◆ PROVIDED INFORMATION
____

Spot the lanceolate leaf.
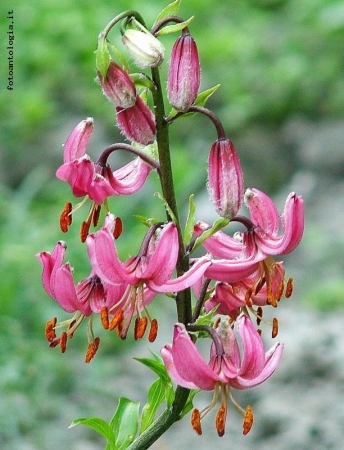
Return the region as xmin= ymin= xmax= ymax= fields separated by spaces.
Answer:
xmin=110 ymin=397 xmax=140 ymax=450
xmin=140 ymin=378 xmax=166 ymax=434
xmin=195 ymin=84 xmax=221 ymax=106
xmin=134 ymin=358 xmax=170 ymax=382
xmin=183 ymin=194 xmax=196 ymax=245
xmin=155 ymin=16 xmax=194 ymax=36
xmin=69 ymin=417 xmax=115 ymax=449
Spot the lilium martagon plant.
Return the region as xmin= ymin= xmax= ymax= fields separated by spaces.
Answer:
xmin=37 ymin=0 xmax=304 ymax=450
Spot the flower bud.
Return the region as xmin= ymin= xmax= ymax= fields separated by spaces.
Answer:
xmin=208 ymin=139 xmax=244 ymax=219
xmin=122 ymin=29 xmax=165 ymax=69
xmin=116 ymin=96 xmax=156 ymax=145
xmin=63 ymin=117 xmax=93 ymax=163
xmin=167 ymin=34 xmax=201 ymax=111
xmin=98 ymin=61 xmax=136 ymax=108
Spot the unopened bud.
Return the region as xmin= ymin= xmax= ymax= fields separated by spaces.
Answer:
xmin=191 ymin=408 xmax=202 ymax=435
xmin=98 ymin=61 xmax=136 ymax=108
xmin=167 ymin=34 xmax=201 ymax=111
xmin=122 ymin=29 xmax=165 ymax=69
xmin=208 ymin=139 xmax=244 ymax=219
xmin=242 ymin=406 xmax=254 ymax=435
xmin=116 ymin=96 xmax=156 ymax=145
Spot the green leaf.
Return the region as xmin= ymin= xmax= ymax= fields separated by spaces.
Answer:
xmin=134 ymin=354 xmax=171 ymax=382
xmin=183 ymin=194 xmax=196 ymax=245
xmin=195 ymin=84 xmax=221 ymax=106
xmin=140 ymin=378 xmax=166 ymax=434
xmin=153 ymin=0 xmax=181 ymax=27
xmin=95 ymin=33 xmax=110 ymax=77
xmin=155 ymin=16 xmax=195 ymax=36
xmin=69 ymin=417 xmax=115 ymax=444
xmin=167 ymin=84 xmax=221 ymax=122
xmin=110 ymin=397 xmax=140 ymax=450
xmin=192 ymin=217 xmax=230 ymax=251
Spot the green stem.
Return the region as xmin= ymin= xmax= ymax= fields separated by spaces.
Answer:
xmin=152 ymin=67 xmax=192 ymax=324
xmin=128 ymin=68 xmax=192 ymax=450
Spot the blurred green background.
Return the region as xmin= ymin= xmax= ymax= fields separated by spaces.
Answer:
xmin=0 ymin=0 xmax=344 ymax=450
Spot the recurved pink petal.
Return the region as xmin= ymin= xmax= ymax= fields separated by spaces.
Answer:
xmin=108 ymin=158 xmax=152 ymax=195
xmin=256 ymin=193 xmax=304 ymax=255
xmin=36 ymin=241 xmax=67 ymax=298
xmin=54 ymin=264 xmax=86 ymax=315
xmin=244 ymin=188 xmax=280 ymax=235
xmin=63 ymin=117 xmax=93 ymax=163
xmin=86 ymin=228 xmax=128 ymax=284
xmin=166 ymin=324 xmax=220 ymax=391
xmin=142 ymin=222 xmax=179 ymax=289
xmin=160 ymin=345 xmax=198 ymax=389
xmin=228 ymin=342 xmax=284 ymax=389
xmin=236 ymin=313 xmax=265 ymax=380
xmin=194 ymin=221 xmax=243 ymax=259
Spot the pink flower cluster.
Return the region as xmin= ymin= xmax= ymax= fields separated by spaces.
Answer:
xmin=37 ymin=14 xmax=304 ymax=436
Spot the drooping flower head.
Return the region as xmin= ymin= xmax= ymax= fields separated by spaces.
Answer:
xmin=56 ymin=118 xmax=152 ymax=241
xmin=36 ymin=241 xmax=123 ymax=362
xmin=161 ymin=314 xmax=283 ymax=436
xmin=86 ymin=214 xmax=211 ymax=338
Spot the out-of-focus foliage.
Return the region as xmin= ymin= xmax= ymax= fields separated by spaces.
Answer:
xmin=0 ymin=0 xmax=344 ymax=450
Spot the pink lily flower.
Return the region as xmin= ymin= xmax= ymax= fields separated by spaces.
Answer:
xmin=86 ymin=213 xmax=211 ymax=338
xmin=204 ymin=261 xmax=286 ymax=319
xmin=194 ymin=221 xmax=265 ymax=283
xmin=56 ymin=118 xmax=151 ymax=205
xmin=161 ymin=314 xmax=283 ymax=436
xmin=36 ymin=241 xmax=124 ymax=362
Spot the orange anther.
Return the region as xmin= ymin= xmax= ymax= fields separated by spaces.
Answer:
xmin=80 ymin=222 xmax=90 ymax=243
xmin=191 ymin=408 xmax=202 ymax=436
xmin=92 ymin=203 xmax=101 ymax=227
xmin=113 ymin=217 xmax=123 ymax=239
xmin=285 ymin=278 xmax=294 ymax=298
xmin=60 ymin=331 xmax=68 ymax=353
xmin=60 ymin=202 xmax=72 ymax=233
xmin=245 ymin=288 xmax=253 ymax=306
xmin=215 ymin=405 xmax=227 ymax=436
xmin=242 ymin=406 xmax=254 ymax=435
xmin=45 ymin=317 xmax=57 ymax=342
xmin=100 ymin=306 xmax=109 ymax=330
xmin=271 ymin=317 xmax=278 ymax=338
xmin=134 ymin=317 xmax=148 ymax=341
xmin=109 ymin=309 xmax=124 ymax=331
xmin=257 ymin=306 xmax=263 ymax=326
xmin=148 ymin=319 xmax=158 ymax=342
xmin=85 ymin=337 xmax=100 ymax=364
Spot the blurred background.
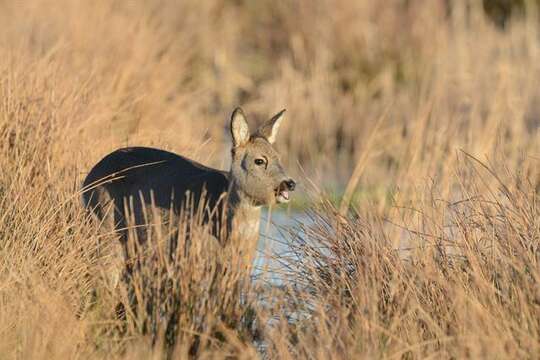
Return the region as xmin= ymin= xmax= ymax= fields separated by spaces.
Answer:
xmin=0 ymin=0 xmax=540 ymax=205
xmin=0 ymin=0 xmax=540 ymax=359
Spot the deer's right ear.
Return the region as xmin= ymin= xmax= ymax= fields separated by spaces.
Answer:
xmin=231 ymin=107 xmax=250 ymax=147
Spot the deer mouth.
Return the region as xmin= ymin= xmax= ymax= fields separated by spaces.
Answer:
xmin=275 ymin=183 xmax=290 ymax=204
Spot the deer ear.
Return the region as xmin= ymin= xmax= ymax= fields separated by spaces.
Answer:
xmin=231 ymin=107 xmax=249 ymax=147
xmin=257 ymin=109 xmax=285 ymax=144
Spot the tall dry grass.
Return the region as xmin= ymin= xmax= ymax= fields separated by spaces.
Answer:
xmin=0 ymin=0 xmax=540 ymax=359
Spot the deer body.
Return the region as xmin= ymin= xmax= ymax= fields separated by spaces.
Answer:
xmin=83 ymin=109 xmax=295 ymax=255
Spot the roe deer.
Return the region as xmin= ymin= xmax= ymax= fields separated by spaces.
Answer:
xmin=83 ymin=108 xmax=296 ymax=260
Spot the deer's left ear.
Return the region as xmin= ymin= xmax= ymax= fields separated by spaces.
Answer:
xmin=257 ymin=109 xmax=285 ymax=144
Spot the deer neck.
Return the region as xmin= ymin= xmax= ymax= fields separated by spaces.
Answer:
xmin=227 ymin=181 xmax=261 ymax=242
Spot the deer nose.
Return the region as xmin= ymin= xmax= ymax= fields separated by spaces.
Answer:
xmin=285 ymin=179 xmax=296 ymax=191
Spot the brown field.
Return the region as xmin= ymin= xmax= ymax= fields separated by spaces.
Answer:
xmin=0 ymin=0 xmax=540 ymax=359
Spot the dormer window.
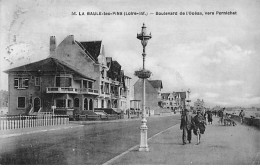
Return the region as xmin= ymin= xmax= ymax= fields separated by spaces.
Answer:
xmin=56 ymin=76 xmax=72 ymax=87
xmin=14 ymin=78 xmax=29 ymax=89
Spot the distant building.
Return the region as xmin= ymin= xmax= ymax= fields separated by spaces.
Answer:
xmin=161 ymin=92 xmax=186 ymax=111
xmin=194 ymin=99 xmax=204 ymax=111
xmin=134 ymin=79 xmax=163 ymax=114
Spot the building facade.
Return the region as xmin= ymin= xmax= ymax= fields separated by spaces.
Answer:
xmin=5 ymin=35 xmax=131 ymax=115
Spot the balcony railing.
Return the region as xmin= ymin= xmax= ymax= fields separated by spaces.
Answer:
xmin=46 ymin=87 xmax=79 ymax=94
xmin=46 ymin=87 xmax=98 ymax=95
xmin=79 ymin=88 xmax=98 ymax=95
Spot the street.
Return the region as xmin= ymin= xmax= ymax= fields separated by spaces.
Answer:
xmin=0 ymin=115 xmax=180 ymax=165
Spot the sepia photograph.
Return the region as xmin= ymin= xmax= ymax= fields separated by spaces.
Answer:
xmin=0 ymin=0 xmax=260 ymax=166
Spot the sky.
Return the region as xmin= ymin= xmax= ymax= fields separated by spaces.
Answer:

____

◆ EXERCISE DETAILS
Write out the records again from the line with "Spot the pink flower cluster." to the line with "xmin=37 ymin=14 xmax=304 ymax=436", swapping "pink" for "red" and leaving everything else unchanged.

◆ FINAL RESULT
Spot the red flower cluster.
Return the region as xmin= ymin= xmax= ymax= fields separated by spaces.
Answer:
xmin=37 ymin=14 xmax=304 ymax=436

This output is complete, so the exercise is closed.